● EXERCISE REQUIREMENTS
Find every line in the data below that contains the string "shirt", and copy each of those lines.

Records drawn from a data source:
-- Begin --

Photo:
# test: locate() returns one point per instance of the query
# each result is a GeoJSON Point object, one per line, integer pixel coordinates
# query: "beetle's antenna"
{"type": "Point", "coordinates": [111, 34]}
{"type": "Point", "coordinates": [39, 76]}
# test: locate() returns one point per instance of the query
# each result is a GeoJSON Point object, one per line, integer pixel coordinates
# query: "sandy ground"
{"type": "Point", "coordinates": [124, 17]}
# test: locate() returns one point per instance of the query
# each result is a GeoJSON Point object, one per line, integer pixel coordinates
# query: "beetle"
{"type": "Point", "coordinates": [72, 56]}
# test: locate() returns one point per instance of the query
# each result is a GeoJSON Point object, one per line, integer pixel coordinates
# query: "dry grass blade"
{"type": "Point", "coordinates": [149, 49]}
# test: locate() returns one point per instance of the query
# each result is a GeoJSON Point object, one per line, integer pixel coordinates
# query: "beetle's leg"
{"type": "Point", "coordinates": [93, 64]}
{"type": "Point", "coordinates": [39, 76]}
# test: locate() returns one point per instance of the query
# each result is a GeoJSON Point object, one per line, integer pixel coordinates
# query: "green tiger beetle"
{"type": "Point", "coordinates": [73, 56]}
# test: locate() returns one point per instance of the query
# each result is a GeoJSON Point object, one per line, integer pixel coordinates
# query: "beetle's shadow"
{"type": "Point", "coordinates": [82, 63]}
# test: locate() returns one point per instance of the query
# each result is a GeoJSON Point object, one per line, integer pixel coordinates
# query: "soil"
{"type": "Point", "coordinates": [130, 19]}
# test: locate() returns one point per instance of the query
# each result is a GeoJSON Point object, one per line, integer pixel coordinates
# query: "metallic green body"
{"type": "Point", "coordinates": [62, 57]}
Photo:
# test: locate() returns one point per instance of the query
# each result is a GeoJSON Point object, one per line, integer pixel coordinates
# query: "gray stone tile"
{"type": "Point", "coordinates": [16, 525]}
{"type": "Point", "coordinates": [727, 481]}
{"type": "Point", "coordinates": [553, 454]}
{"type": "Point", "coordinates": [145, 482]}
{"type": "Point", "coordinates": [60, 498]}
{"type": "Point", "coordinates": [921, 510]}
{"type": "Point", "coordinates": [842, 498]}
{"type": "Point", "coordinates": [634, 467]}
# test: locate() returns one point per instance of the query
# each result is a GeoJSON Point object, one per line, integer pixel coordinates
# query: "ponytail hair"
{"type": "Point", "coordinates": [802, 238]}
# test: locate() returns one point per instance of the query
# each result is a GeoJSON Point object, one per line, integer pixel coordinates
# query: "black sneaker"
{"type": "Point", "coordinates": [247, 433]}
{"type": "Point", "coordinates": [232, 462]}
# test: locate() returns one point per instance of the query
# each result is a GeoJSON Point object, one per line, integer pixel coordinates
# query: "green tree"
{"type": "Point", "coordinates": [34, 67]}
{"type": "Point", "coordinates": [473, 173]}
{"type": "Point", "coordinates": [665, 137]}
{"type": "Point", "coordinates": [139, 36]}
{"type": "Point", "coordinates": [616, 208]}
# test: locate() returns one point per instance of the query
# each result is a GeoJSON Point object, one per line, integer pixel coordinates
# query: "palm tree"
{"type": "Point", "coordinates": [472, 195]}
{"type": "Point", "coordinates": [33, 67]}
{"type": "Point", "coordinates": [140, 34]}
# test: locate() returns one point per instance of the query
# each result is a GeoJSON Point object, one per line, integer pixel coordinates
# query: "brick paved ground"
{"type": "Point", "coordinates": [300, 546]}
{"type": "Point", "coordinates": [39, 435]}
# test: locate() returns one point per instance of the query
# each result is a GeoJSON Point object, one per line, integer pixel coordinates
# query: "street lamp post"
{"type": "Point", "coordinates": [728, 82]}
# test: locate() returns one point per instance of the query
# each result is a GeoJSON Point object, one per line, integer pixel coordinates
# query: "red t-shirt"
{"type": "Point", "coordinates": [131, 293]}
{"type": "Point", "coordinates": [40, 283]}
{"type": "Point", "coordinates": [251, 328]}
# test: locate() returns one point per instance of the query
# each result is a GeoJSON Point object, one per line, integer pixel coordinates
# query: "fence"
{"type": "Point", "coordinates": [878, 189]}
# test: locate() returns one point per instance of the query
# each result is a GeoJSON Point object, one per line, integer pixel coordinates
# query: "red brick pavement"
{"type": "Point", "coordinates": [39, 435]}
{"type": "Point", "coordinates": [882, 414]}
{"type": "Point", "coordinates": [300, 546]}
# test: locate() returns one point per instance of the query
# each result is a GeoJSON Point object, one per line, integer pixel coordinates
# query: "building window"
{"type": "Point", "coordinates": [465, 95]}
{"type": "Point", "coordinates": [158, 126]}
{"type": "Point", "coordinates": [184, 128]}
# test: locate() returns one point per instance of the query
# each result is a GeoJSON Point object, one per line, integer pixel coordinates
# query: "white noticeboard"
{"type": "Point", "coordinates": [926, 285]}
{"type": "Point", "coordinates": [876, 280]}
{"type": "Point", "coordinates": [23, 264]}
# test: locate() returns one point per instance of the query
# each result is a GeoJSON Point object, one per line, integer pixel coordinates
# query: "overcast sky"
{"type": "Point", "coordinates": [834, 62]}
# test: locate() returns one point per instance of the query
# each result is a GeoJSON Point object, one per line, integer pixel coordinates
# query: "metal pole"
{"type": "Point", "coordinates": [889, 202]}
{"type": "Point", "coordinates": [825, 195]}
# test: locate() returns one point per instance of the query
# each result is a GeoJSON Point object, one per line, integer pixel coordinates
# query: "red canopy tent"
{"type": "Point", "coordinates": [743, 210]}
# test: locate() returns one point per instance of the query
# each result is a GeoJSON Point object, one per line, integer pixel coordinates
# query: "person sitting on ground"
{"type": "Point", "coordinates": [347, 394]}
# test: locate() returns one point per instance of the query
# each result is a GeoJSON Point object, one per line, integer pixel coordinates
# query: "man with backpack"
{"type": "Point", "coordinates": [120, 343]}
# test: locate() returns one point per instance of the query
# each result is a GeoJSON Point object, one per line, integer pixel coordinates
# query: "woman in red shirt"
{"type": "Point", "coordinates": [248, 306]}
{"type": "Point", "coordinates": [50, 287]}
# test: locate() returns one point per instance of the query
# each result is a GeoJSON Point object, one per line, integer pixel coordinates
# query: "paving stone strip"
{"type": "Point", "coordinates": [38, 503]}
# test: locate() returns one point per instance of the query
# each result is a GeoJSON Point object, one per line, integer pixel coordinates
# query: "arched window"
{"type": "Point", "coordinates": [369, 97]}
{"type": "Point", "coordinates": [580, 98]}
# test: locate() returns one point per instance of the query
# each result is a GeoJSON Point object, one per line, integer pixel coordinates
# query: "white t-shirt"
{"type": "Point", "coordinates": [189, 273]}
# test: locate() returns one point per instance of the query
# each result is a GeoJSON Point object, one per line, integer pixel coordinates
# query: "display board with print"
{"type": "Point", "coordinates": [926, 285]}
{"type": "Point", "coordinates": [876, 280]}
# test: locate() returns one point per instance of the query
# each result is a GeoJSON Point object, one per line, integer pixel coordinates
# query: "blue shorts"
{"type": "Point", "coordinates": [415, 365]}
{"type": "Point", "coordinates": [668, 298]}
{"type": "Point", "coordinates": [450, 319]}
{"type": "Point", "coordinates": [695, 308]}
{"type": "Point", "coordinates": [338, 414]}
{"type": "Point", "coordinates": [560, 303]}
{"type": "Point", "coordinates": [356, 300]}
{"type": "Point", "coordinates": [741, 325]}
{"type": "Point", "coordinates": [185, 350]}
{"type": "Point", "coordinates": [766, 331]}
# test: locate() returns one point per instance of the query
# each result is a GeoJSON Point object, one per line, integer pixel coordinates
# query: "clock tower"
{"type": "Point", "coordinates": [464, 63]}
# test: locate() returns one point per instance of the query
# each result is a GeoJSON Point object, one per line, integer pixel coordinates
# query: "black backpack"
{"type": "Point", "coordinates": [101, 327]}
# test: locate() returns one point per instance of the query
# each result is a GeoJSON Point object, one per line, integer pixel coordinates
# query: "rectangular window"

-- End --

● FULL SOLUTION
# query: "red t-shirt"
# query: "woman in red shirt"
# query: "white t-shirt"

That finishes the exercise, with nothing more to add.